What is being asked:
Emit a verbatim copy of the lines running from the line with "the building in" through the end of the material below.

(Point labeling examples)
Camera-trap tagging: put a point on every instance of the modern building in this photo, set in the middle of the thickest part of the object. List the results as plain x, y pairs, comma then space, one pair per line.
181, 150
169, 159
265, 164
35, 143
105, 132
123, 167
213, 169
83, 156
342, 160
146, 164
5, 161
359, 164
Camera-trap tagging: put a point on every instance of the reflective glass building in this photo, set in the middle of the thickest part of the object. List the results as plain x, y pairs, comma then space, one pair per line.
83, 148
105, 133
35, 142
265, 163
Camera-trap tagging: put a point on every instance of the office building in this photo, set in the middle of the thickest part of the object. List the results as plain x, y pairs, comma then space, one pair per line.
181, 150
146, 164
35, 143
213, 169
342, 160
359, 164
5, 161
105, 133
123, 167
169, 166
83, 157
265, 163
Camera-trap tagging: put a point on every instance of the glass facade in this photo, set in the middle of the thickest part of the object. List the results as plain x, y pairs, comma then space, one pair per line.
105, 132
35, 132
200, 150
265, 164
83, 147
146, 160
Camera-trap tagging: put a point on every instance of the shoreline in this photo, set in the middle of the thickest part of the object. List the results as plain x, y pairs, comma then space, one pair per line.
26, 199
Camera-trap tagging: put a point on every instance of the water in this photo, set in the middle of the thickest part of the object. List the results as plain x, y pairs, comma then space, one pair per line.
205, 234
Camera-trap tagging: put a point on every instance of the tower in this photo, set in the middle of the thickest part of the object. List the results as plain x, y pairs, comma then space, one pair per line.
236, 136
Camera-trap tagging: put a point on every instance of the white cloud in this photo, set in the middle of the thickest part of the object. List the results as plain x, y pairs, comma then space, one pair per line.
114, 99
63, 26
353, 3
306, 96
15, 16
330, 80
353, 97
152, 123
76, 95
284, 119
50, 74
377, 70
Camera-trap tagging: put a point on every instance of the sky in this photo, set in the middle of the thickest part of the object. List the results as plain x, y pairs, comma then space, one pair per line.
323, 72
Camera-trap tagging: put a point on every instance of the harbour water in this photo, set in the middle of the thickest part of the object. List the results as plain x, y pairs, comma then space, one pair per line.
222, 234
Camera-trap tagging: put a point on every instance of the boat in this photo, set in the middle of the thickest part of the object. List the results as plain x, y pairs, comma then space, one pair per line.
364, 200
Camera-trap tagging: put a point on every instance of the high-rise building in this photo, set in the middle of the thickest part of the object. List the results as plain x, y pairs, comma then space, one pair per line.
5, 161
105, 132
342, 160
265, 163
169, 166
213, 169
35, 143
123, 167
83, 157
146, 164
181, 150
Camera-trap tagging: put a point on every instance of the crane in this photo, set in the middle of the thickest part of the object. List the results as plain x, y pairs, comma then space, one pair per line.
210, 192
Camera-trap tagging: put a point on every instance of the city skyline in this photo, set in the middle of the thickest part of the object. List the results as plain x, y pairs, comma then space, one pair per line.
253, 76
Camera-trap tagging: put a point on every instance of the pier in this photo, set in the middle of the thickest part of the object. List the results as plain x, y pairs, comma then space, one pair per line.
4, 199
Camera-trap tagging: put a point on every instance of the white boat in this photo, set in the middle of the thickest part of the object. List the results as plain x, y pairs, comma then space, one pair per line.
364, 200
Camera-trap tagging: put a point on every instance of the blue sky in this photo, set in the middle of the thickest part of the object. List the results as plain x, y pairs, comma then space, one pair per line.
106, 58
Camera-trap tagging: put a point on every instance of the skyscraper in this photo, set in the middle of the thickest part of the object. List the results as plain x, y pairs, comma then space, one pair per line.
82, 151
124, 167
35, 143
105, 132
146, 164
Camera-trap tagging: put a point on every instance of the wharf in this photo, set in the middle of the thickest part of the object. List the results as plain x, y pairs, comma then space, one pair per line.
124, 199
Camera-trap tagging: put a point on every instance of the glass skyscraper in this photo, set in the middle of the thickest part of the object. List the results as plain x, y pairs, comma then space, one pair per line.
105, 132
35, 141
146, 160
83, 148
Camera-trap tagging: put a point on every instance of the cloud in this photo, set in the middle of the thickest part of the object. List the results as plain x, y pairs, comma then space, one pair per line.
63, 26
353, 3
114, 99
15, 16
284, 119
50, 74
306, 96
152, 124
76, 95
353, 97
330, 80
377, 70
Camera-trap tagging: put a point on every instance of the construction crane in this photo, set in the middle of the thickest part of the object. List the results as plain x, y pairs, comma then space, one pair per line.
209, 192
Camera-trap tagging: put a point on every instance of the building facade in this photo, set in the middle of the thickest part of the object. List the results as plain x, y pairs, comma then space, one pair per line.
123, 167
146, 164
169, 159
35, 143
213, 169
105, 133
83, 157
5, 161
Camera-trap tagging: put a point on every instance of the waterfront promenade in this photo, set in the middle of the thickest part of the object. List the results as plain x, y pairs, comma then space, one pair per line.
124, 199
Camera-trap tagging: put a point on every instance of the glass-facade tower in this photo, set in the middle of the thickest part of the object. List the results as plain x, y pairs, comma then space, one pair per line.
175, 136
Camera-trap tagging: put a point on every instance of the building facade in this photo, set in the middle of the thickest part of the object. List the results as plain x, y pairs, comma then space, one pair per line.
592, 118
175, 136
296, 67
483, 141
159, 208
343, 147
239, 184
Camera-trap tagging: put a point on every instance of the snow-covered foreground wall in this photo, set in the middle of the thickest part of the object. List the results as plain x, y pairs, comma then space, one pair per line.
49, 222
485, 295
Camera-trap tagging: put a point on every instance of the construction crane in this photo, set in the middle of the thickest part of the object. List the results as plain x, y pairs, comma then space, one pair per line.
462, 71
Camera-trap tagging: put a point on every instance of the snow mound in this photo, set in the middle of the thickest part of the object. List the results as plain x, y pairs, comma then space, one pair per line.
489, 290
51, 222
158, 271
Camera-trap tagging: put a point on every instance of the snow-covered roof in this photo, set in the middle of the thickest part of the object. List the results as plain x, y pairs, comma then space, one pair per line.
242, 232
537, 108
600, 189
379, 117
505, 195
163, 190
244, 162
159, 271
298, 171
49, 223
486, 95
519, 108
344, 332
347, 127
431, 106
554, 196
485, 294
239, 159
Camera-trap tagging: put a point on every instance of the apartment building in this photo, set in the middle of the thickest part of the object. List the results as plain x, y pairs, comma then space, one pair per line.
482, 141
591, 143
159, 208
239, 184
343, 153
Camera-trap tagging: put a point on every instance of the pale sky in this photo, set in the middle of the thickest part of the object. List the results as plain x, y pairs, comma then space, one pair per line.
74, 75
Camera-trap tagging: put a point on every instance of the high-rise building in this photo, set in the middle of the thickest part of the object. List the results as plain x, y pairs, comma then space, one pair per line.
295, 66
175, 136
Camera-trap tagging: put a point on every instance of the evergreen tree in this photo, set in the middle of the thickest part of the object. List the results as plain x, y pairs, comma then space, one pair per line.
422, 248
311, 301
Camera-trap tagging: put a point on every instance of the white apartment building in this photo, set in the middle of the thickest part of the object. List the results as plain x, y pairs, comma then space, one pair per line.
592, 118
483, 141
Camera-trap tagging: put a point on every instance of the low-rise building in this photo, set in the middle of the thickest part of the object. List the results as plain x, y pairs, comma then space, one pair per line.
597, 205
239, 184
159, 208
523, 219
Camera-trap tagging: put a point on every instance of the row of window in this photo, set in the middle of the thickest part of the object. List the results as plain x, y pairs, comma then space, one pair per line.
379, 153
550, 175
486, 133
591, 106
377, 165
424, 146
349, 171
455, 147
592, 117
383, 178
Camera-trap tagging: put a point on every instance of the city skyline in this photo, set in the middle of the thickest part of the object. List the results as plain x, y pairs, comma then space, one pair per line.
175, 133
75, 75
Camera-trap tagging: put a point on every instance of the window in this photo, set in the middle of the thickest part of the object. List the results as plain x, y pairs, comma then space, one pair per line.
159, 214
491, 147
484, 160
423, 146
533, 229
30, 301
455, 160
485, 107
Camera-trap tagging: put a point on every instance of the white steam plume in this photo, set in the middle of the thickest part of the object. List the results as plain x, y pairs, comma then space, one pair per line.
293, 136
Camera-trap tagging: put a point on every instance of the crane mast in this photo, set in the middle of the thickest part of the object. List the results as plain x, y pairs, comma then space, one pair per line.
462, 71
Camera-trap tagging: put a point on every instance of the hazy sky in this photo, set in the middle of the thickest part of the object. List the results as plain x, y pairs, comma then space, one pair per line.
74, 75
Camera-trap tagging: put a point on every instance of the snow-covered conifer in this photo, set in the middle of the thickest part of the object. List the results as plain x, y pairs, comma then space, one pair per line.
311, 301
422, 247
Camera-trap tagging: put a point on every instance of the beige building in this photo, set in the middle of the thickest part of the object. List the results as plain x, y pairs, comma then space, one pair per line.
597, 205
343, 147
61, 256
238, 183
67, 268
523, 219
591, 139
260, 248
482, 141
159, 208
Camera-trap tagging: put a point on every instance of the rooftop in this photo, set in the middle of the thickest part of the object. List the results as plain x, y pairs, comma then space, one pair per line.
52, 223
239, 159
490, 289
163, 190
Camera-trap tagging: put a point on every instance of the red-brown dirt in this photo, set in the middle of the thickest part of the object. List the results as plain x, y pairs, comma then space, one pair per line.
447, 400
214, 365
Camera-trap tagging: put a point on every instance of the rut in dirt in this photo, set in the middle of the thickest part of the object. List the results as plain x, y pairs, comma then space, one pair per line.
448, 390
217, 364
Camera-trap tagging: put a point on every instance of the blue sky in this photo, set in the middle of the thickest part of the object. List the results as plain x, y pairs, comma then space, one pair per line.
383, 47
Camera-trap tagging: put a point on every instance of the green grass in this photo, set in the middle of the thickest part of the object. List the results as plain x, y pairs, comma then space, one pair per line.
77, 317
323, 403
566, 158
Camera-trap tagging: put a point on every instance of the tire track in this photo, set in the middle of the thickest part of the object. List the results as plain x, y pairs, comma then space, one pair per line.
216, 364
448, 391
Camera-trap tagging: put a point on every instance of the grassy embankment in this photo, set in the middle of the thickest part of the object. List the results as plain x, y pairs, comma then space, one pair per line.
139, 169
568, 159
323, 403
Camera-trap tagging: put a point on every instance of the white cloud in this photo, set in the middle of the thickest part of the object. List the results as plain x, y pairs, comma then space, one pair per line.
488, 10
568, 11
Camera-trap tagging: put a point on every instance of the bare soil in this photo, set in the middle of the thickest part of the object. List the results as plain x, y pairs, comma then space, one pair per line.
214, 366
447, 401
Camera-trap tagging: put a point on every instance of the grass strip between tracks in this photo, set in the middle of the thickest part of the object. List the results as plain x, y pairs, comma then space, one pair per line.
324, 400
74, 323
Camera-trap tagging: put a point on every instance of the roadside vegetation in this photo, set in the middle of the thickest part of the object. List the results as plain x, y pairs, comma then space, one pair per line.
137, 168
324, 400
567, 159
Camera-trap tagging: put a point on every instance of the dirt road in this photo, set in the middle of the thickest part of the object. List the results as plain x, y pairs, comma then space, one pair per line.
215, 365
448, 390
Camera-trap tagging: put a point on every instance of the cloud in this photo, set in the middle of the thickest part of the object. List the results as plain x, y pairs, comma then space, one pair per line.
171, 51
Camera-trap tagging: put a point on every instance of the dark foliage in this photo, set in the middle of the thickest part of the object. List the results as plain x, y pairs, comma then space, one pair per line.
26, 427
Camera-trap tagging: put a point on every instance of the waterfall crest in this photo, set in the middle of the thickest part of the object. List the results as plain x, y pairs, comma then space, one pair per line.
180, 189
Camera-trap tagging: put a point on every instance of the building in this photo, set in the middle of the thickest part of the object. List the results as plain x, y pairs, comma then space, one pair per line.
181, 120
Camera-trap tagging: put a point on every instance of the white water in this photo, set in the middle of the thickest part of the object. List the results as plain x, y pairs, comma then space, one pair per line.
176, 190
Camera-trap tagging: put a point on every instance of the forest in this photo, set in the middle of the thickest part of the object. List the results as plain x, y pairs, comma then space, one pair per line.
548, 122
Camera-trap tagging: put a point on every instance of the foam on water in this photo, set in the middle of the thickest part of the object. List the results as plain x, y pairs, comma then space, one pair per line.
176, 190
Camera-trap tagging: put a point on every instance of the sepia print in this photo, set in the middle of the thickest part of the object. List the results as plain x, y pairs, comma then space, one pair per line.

Answer for the task:
Camera-trap tagging: put a point on every instance of the building in this photo, set in the middle of the thickest part of the object. List the results as plain x, y pairs, comma then space, one pair per line.
181, 120
Camera-trap tagging: put a point on every instance of the white water in this photo, set in the middle of the thickest part of the object. List the results as plain x, y pairs, comma then space, one pair per line.
176, 190
Camera-trap tagging: put a point on every instance of the forest in this photo, set in the middle of the thickest part of the object. List the results as plain x, y pairs, comma then space, one pair per line.
548, 122
Camera-trap tagging: put a point on every instance of the foam on water in this photo, set in the middle of the thickest part of the object. List the results as plain x, y pairs, comma then space, one pair per line.
176, 190
Camera-trap tagging: put a point on every instance of the sepia print in this photo, set in the middle of the thickest part of the object. List the results as plain x, y pairs, comma then space, one pair per line.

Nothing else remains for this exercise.